▶ _Task statement_: Reproduce word for word everything from the line containing "of the rocky" through the end of the rows, both ends included. Omit any pictures.

Saved data entries
— Start —

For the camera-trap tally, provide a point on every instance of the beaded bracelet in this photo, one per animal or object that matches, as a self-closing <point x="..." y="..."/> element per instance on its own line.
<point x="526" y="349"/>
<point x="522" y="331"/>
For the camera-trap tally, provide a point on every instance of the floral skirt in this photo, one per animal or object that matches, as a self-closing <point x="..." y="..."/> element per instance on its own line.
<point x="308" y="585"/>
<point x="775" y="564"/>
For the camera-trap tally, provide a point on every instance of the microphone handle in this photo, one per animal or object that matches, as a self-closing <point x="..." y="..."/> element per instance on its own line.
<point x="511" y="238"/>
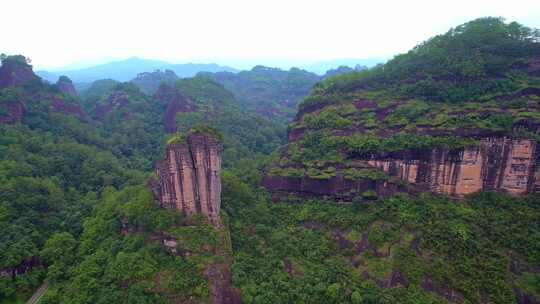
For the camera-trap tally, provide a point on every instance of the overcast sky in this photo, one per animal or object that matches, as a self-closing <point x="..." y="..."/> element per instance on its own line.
<point x="60" y="33"/>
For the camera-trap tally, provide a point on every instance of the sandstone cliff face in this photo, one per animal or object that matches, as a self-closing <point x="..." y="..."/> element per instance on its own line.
<point x="15" y="71"/>
<point x="189" y="177"/>
<point x="497" y="164"/>
<point x="12" y="112"/>
<point x="337" y="188"/>
<point x="176" y="103"/>
<point x="65" y="85"/>
<point x="116" y="100"/>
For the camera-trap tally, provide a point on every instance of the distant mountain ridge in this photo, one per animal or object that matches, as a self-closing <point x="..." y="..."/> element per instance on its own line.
<point x="128" y="69"/>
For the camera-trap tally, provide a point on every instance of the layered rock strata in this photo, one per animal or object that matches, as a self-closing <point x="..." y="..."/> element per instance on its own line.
<point x="496" y="164"/>
<point x="189" y="177"/>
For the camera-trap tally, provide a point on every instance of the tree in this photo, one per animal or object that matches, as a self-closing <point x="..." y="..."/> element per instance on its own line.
<point x="59" y="253"/>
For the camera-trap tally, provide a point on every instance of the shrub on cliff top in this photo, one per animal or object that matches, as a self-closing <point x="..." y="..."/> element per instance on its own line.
<point x="208" y="130"/>
<point x="176" y="138"/>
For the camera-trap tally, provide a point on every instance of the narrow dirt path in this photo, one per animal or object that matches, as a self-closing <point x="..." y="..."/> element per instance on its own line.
<point x="38" y="294"/>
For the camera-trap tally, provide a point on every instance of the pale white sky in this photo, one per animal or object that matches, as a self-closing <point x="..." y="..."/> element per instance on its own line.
<point x="62" y="32"/>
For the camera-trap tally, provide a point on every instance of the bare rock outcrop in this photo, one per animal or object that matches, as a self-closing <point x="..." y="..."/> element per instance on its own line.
<point x="16" y="71"/>
<point x="116" y="100"/>
<point x="496" y="164"/>
<point x="189" y="178"/>
<point x="65" y="85"/>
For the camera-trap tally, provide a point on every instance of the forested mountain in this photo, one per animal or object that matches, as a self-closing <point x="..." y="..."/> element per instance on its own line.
<point x="411" y="182"/>
<point x="70" y="183"/>
<point x="457" y="115"/>
<point x="273" y="92"/>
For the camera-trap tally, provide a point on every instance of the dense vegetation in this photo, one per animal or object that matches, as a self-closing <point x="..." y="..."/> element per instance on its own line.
<point x="269" y="91"/>
<point x="479" y="79"/>
<point x="320" y="252"/>
<point x="73" y="190"/>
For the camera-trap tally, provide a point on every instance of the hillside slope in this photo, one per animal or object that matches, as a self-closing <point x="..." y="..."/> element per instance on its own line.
<point x="457" y="115"/>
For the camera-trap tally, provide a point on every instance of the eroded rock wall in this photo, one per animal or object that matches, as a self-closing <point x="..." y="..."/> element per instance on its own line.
<point x="497" y="164"/>
<point x="189" y="177"/>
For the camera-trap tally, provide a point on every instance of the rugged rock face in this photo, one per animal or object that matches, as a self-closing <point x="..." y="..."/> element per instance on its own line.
<point x="337" y="187"/>
<point x="189" y="177"/>
<point x="117" y="99"/>
<point x="66" y="86"/>
<point x="176" y="103"/>
<point x="497" y="164"/>
<point x="16" y="71"/>
<point x="12" y="112"/>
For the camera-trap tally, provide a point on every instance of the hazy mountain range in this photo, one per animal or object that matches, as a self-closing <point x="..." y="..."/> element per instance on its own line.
<point x="125" y="70"/>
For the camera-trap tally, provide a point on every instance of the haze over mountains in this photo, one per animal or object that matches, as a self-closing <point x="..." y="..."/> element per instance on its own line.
<point x="415" y="181"/>
<point x="125" y="70"/>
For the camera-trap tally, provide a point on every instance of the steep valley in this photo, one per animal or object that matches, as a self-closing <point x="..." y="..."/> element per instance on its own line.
<point x="412" y="182"/>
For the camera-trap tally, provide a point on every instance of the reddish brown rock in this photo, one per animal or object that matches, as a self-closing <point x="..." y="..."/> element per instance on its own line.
<point x="189" y="177"/>
<point x="65" y="85"/>
<point x="337" y="188"/>
<point x="68" y="107"/>
<point x="117" y="99"/>
<point x="176" y="103"/>
<point x="497" y="164"/>
<point x="12" y="112"/>
<point x="16" y="71"/>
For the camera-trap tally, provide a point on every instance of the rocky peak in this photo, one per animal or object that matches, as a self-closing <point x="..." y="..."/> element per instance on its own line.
<point x="117" y="99"/>
<point x="189" y="177"/>
<point x="65" y="85"/>
<point x="176" y="103"/>
<point x="15" y="71"/>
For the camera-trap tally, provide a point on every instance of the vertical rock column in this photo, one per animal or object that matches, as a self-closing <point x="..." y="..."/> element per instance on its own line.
<point x="206" y="153"/>
<point x="189" y="177"/>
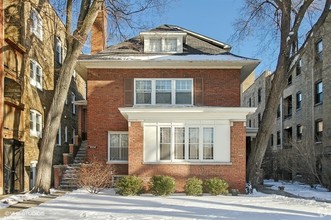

— End —

▶ _Exercise answer_:
For the camera-trap tally, provide a point on every instance of the rocky peak in this photo, one per animal or object that matches, as a self-closing <point x="..." y="..."/> element per instance on its own line.
<point x="117" y="99"/>
<point x="189" y="177"/>
<point x="65" y="85"/>
<point x="176" y="103"/>
<point x="15" y="71"/>
For the camera-trap tally, provide a point on every instance of the vertical rock column in this photo, one per animal or object that matches, as a self-closing <point x="..." y="..."/> element per instance on its own line.
<point x="206" y="153"/>
<point x="189" y="177"/>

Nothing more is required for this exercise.